» WHAT YOU HAVE TO DO
Repeat the material verbatim. Images are excluded from the copy.

--- begin AVAILABLE RECORDS ---

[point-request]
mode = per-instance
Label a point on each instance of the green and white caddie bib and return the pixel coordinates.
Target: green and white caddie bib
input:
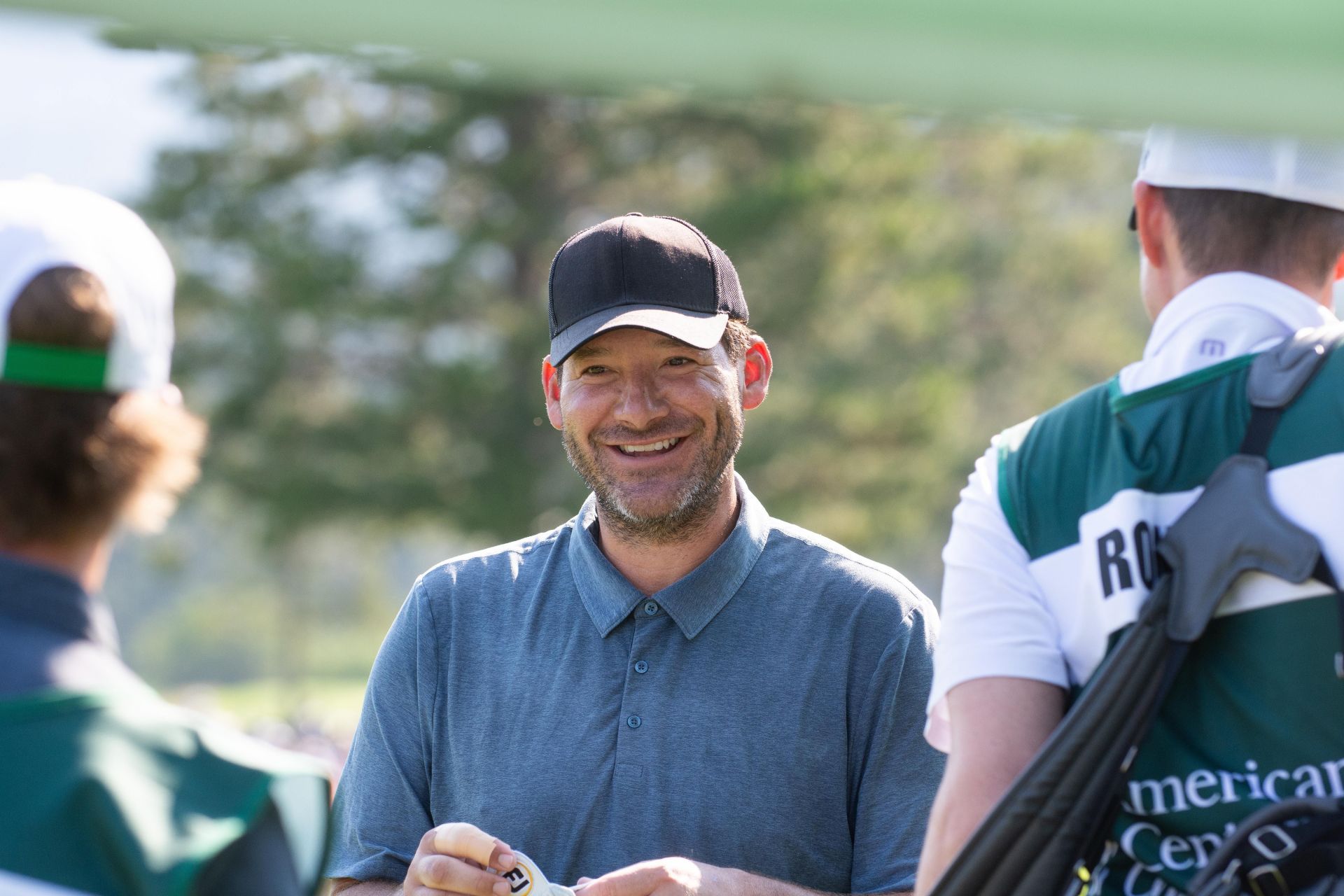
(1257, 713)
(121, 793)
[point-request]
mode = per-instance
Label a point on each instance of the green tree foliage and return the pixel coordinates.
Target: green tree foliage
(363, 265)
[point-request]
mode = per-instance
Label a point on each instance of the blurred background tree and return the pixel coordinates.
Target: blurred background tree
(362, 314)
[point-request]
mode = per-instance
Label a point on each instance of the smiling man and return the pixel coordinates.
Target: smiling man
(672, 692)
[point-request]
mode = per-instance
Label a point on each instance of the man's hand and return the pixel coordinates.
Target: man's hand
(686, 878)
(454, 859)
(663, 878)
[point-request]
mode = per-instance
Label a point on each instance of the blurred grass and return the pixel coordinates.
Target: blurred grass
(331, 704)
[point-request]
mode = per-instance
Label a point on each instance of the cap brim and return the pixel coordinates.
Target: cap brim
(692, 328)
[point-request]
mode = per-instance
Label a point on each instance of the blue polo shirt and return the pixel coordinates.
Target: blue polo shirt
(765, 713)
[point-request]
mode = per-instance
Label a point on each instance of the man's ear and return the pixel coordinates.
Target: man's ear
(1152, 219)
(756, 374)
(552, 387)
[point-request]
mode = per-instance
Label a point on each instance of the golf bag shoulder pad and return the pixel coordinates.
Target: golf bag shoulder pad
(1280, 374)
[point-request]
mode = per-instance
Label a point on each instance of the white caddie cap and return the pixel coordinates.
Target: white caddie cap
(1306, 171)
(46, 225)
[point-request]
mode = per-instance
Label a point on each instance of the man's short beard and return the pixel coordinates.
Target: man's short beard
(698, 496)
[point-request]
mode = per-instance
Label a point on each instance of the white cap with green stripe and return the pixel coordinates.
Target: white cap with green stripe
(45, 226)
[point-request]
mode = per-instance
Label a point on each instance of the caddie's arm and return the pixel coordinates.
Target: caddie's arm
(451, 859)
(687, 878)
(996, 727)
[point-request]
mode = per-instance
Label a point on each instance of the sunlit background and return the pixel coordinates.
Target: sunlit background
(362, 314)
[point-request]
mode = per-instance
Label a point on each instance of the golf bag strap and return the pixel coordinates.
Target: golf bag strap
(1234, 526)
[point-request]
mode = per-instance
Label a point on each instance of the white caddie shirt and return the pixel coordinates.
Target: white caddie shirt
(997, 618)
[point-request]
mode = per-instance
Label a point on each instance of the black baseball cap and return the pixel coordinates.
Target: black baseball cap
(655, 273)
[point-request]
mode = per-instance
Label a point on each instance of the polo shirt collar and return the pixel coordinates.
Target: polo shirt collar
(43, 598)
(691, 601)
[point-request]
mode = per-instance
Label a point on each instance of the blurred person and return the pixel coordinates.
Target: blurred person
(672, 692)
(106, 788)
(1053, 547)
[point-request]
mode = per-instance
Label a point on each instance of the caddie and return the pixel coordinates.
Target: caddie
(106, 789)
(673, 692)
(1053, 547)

--- end AVAILABLE RECORDS ---

» COMPLETE ANSWER
[point-request]
mode = per-instance
Label a point on each instance of the green and white caddie bib and return the pixel coordinates.
Target: green and white caddie bib
input:
(1257, 713)
(121, 793)
[point-request]
mode = per-instance
Label a point on each instance of the green tree foliage and return the pixel coordinates.
Target: green tree foliage
(363, 265)
[point-request]
mode = per-instance
Label a point on each instance of the blurred background tree and return the pixel coordinates.
Target: blurred background tree
(362, 314)
[point-request]
mode = per-instance
Label a point on each instance of the smiling man and return the pixel coordinates.
Target: smiling man
(672, 692)
[point-request]
mode = per-instance
Label a point on each instance of the man's hand and return the pixel coordinates.
Target: man's hand
(686, 878)
(454, 859)
(663, 878)
[point-request]
mode = per-instance
Label a point on each instance of the blurred grass and return the pixel coordinates.
Target: blurred grass
(331, 704)
[point-request]
mode = per-instance
Label a point on each instance of the cap brim and return the pixel coordinates.
Target: cap brim
(692, 328)
[point-request]
mode = per-instance
Label a point on each instance of the blue polo shirt and return the pixel coordinates.
Target: blue polo shirt
(765, 713)
[point-request]
mode = per-instance
Label a point on each instance of the man's ear and return the pixel coordinates.
Target: man's ear
(1152, 219)
(756, 374)
(552, 387)
[point-request]
mode = per-instance
Label a point on each instance of the golf bag shoulder pad and return the pixel coordinates.
Target: golf bag shoulder pad
(1280, 374)
[point-request]
mode = per-instance
Label a point on each instance of the white caddie cap and return the pixel coordinates.
Target: white caddie cap
(1306, 171)
(46, 225)
[point-request]
mode = per-instance
Label a point on each instance of the man's short beard and return the pixel coordinates.
Target: man's short beard
(698, 496)
[point-request]
mode = per-instance
Label a point on each instance of the white cap with green stripe and return the pixel coordinates.
Target: white cap with green stripe
(45, 226)
[point-request]
mode = per-instance
Label a point on each instance of the caddie's arm and return the pixel coordinates.
Target: caddie's arm
(451, 859)
(687, 878)
(996, 727)
[point-request]
mode = per-instance
Label a point on each instance of the sunlit background and return the pixel coordinates.
Target: sunlit background
(362, 314)
[point-request]
mode = per-instance
Label a point on each instance of the golf bag strap and return the pixel coordinates.
Target: golf bag strap
(1234, 526)
[point-request]
mode = per-instance
Label a point on each instance of the white caddie shirt and return the pixel coordinates.
Target: white caddie shirt
(997, 618)
[point-request]
mode = per-instance
Label a point on each instance of the black baseball cap and return the pixel coordinates.
Target: black baseball cap
(655, 273)
[point-request]
mode = per-instance
Label a point on each instance of the polo shirt collar and return the pixel coordinates.
Target: polo shirt collar
(43, 598)
(691, 601)
[point-request]
mode = per-instance
Label a point on each instance of the blurred person and return the pixel coordinates.
Target: blurred person
(672, 692)
(106, 788)
(1053, 547)
[point-request]
mode = per-instance
Label a point on each instance of the caddie and return the pixel coordinates.
Target: caddie
(106, 789)
(673, 692)
(1053, 547)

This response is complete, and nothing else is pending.